Task directions -
Your answer should be every line of the entries that has the string "give" in it.

+---+

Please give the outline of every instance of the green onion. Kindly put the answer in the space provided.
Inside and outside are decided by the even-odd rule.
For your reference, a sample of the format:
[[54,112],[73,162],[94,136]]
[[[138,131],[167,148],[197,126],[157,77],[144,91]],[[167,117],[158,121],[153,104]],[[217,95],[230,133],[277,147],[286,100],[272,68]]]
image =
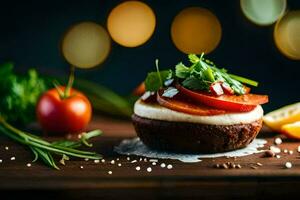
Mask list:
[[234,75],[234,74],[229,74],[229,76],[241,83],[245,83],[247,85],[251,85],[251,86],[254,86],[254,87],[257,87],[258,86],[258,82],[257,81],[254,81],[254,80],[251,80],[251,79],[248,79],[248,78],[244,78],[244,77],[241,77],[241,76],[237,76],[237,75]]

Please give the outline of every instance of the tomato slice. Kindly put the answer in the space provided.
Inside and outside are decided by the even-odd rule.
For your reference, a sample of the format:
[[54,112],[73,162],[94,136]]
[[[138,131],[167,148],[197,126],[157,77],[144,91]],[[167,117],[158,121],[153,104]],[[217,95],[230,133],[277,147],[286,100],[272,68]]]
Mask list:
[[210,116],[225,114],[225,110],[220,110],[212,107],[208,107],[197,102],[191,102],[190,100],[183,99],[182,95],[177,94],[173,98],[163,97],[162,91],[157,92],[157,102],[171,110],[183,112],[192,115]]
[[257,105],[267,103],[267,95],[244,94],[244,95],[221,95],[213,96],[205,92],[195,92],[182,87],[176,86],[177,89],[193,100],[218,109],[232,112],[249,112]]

+---+

Written answer -
Please give the outline of every instance of the green onion. Kindly put the answer in the space provided.
Please give the outline of every instance of the tomato slice. Kindly put the answer in the space provided.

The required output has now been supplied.